Filter the entries below, keeping every line that has the word "blue".

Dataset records
============================================================
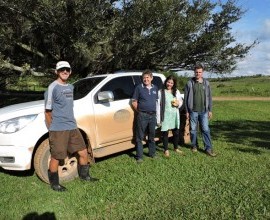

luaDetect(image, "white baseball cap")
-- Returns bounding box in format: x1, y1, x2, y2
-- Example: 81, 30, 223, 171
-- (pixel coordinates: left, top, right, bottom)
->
56, 61, 71, 70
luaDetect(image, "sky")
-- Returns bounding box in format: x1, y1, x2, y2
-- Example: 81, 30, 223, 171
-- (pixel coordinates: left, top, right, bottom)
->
179, 0, 270, 78
229, 0, 270, 77
116, 1, 270, 77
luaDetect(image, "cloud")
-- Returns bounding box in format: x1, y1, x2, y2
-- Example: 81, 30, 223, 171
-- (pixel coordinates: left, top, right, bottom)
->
179, 0, 270, 77
259, 19, 270, 40
231, 17, 270, 76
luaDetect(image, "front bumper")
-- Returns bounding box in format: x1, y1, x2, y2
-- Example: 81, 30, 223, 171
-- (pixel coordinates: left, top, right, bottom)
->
0, 112, 48, 171
0, 145, 33, 170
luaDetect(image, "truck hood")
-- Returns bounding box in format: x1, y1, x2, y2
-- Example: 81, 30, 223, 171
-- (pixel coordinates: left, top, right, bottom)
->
0, 100, 44, 121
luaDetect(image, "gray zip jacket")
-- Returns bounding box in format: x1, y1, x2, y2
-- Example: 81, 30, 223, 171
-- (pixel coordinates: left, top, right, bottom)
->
184, 77, 212, 113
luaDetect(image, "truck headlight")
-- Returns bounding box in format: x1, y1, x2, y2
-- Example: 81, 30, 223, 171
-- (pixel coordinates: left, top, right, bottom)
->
0, 114, 38, 134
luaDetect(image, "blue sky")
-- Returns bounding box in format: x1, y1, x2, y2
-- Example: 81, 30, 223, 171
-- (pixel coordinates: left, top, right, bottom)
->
115, 1, 270, 77
179, 0, 270, 77
229, 0, 270, 76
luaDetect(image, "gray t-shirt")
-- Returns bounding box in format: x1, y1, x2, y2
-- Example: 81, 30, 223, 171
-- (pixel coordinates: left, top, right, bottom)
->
45, 81, 77, 131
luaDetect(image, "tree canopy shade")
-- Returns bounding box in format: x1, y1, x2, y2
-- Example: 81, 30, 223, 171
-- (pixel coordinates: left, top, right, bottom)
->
0, 0, 257, 87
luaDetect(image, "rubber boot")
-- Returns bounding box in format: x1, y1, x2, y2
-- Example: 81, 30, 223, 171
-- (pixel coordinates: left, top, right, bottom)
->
48, 170, 67, 192
78, 164, 99, 182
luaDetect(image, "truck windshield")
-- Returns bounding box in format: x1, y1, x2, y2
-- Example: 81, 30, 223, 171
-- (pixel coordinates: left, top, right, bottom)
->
73, 77, 105, 100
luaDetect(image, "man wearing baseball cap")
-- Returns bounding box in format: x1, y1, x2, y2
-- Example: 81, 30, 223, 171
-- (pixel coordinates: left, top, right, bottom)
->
55, 61, 71, 70
44, 61, 98, 192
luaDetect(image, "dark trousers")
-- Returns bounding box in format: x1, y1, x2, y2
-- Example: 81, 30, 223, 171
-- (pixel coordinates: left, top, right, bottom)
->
162, 128, 179, 151
135, 112, 157, 159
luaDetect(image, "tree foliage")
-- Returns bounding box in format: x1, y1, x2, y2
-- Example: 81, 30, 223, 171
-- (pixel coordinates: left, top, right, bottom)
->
0, 0, 257, 89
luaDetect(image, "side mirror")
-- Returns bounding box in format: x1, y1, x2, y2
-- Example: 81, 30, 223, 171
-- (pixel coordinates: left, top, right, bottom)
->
97, 91, 114, 103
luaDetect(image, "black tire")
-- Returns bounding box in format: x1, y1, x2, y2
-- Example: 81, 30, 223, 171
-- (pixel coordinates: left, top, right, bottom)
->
34, 139, 78, 183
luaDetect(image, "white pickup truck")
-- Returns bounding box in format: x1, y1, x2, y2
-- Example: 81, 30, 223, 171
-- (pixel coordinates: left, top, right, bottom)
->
0, 71, 169, 183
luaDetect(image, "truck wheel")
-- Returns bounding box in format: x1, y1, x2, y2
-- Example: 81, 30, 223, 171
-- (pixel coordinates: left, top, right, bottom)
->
34, 139, 78, 183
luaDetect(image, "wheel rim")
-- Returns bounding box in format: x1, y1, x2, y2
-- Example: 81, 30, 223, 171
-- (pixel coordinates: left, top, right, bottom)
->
47, 155, 78, 179
59, 156, 78, 178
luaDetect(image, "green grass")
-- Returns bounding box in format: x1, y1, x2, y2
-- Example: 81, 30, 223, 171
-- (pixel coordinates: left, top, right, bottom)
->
210, 75, 270, 97
1, 100, 270, 219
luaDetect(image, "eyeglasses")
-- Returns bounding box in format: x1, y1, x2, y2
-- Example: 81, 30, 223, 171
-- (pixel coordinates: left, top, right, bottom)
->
57, 67, 71, 72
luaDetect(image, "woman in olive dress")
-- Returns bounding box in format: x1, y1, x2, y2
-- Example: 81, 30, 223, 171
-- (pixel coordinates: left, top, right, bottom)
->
157, 75, 184, 157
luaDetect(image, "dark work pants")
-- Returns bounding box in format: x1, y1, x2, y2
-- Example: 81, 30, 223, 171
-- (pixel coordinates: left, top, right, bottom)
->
162, 128, 179, 151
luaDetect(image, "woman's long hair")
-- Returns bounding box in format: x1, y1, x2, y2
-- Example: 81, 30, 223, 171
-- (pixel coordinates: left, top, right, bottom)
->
164, 75, 177, 97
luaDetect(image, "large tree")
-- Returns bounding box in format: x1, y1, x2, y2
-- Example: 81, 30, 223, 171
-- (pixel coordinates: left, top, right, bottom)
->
0, 0, 257, 89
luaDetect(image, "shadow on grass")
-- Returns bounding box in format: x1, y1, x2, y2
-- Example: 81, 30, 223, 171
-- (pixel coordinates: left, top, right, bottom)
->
0, 167, 34, 177
22, 212, 56, 220
95, 147, 160, 163
211, 120, 270, 150
94, 148, 136, 163
235, 148, 262, 154
95, 140, 170, 163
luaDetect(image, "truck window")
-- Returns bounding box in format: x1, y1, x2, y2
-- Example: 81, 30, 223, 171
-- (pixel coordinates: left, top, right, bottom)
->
100, 76, 135, 101
73, 77, 105, 100
152, 76, 163, 90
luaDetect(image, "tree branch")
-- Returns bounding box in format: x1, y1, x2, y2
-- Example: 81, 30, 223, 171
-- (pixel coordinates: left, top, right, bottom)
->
16, 43, 45, 58
1, 60, 45, 76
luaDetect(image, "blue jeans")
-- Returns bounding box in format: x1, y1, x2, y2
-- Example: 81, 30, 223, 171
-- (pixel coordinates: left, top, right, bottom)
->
190, 111, 212, 152
135, 112, 157, 159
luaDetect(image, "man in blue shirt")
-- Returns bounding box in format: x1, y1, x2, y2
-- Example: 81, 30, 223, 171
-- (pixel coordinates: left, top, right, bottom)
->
132, 70, 159, 163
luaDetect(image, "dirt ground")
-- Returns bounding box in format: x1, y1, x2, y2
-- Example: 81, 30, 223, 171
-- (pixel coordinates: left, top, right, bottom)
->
213, 96, 270, 101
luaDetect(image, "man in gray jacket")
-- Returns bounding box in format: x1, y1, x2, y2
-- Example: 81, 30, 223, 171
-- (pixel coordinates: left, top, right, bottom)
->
184, 63, 216, 157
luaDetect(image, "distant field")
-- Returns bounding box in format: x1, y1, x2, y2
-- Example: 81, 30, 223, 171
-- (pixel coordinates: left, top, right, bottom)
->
1, 75, 269, 108
210, 75, 270, 97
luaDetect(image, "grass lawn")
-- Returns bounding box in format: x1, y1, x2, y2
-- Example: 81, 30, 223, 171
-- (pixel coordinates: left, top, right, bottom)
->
210, 75, 270, 97
0, 100, 269, 219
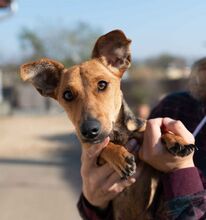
============================================================
■ OUTPUT FOR THIS EXERCISE:
luaDetect(image, "blue sky")
luaDetect(image, "blue jeans")
luaDetect(image, "man in blue shirt")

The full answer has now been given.